### [WORK TO BE COMPLETED]
Rewrite the material from the line containing "Identify the advertising" through the line containing "[1439, 494]", both included, with "poster" swapped for "billboard" and everything else left unchanged.

------ THE INPUT ------

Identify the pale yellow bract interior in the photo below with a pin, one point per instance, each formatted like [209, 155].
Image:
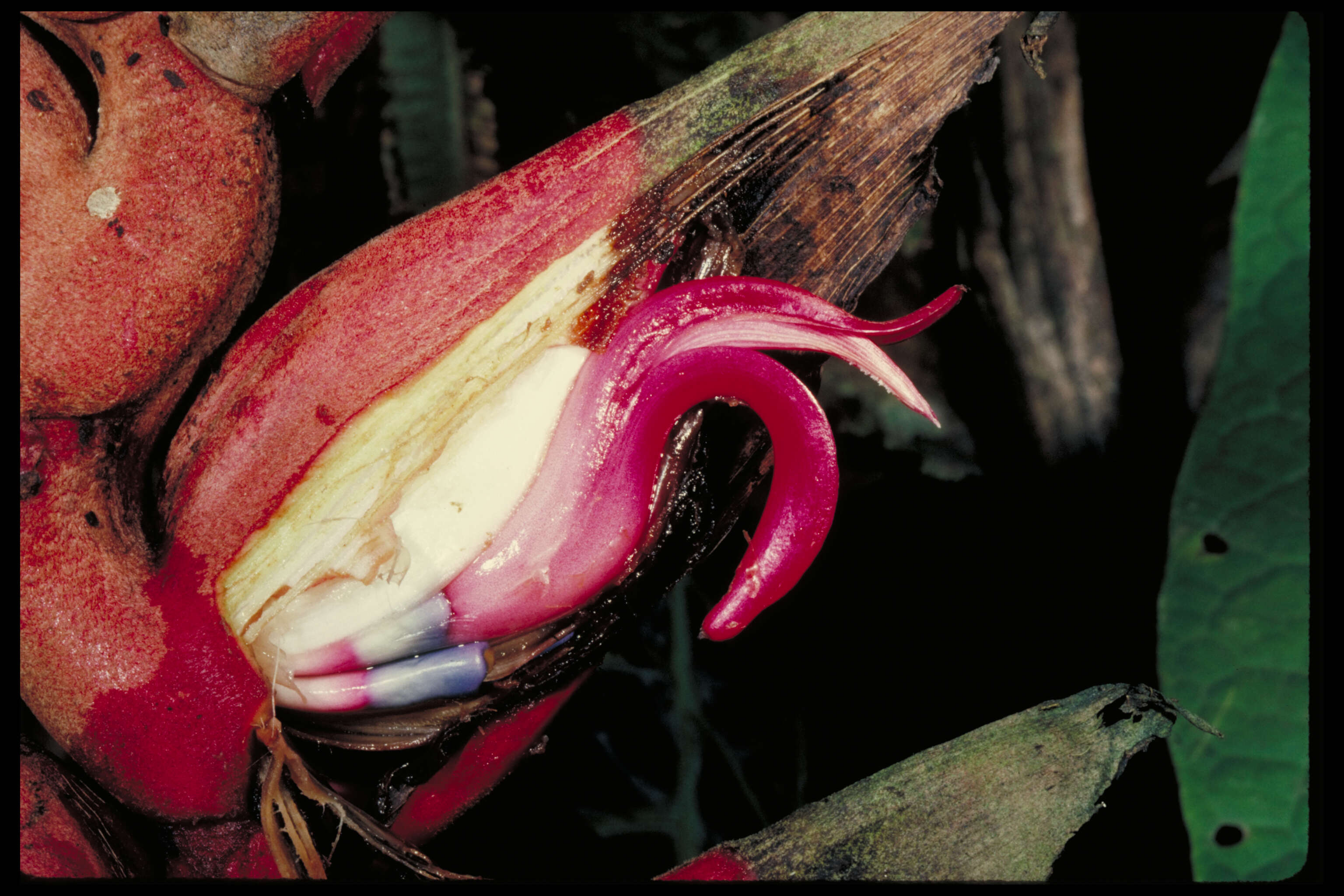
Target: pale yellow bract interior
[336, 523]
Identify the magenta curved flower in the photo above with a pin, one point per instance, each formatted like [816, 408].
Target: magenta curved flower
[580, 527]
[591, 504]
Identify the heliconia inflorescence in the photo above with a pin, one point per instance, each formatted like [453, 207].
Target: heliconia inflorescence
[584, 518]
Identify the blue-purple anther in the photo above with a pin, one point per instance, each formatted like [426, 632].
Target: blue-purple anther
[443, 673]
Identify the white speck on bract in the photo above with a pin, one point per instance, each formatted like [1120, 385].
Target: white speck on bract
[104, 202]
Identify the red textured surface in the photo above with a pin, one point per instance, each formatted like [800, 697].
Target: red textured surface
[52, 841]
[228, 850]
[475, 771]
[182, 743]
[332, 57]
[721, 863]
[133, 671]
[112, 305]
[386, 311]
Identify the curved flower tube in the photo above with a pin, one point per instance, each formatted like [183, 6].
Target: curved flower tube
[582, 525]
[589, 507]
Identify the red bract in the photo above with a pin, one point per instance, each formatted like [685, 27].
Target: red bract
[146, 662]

------
------ THE INPUT ------

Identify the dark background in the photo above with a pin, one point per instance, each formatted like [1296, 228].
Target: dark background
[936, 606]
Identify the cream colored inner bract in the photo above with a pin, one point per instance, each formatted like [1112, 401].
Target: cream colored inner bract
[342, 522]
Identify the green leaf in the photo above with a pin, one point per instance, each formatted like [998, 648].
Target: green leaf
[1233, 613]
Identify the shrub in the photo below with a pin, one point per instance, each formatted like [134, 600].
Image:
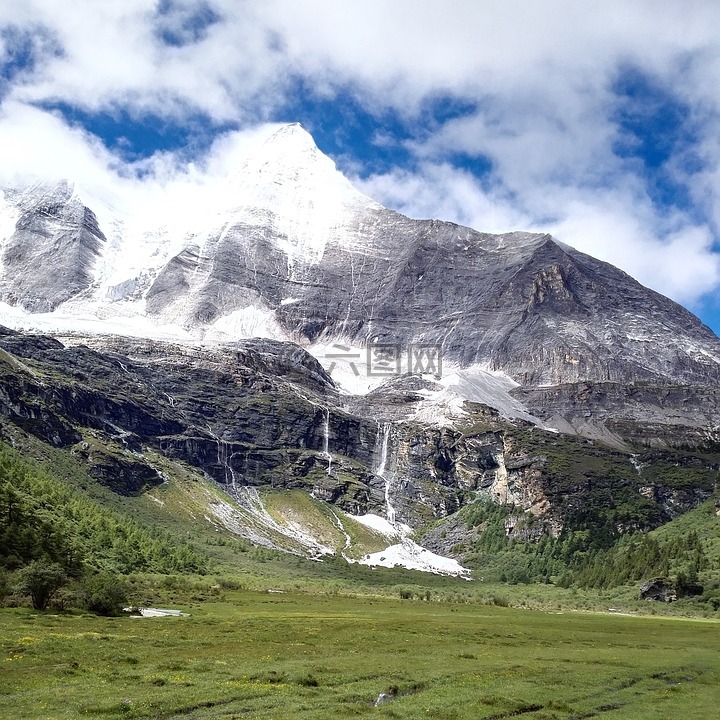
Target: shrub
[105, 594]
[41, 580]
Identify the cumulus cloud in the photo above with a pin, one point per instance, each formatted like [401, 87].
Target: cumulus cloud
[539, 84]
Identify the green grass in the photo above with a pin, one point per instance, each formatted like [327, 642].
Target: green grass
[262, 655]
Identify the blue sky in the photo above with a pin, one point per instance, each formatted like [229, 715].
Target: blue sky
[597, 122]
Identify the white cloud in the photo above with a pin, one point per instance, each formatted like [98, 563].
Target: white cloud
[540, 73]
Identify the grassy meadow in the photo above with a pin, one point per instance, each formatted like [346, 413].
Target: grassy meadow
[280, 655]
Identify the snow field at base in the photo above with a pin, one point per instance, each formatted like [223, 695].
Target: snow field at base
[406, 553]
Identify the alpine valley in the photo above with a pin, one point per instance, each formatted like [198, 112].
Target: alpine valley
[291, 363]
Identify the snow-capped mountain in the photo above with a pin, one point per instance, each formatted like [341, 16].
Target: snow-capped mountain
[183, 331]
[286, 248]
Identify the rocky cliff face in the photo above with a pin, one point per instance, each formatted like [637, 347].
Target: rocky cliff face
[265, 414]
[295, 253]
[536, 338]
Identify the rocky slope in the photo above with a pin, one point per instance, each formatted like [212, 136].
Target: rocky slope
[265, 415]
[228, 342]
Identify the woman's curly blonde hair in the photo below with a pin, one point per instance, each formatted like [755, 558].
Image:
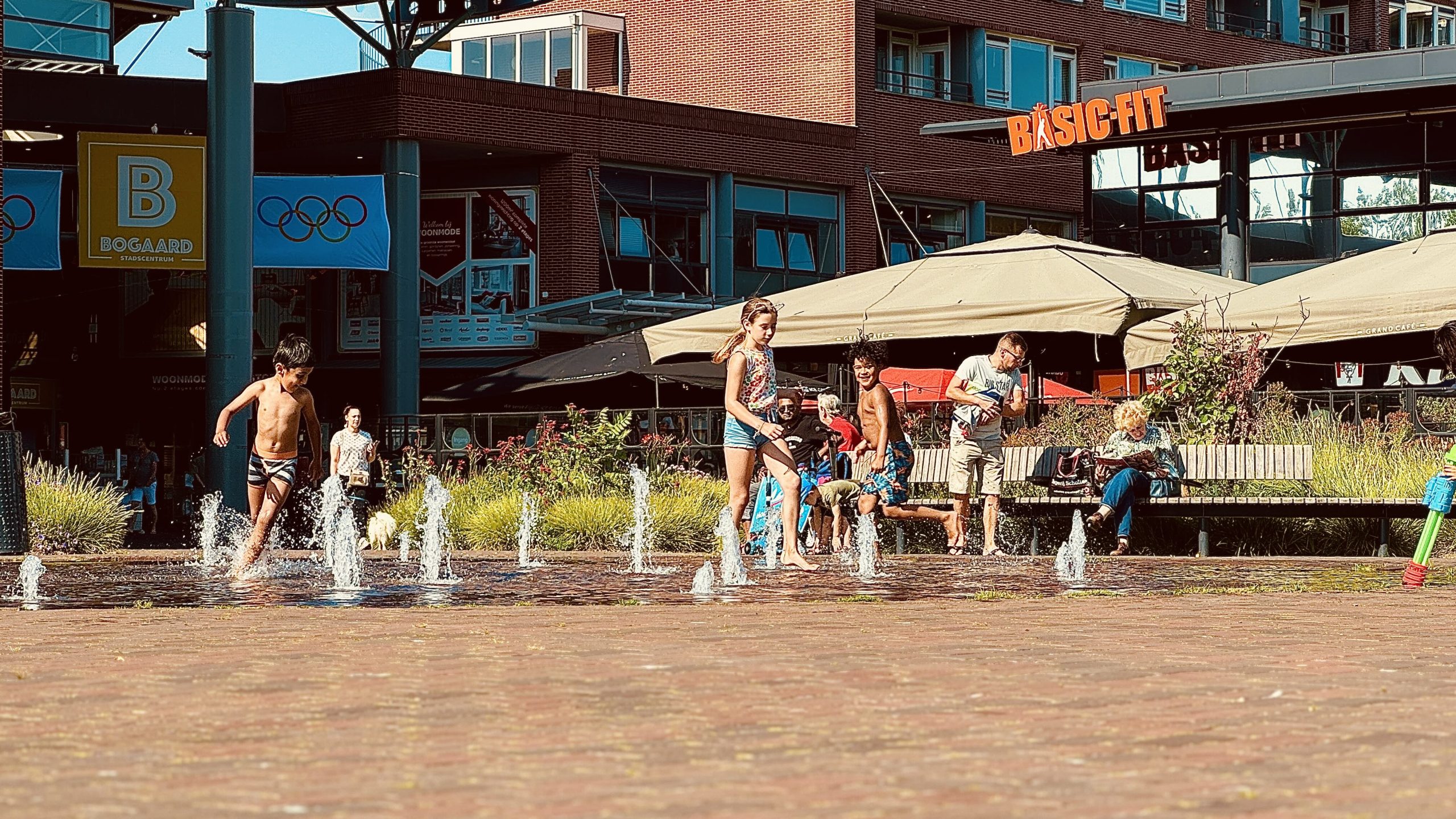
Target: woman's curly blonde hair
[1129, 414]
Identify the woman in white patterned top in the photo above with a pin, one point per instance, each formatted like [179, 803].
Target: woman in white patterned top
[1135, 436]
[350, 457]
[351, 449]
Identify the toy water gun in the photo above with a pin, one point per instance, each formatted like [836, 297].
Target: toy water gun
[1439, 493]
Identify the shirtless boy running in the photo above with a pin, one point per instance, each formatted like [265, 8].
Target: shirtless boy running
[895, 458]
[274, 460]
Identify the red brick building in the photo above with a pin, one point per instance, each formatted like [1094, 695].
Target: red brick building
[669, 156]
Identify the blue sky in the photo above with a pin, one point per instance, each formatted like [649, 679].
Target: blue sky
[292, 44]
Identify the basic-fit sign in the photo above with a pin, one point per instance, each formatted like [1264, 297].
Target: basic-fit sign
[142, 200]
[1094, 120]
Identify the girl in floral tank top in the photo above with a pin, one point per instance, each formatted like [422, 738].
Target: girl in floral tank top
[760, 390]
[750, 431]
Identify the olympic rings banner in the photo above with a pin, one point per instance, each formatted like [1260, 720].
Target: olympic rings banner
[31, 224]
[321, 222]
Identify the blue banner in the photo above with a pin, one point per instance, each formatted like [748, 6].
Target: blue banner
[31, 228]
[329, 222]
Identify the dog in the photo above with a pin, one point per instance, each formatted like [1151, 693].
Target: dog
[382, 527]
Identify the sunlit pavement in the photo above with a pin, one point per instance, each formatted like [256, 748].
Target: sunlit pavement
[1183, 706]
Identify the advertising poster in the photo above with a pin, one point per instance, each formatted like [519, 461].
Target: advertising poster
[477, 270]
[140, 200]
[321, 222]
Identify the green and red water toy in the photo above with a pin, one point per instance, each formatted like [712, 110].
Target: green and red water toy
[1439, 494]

------

### [WRITTEN RESPONSE]
Identify the advertising billboard in the photo above with a pin, one point per instance, each formatted like [519, 461].
Target: advertising billboard
[477, 270]
[140, 200]
[321, 222]
Identify the green and red water toy in the photo above with a pin, one point per instance, each formatted like [712, 110].
Target: green and red water toy
[1439, 494]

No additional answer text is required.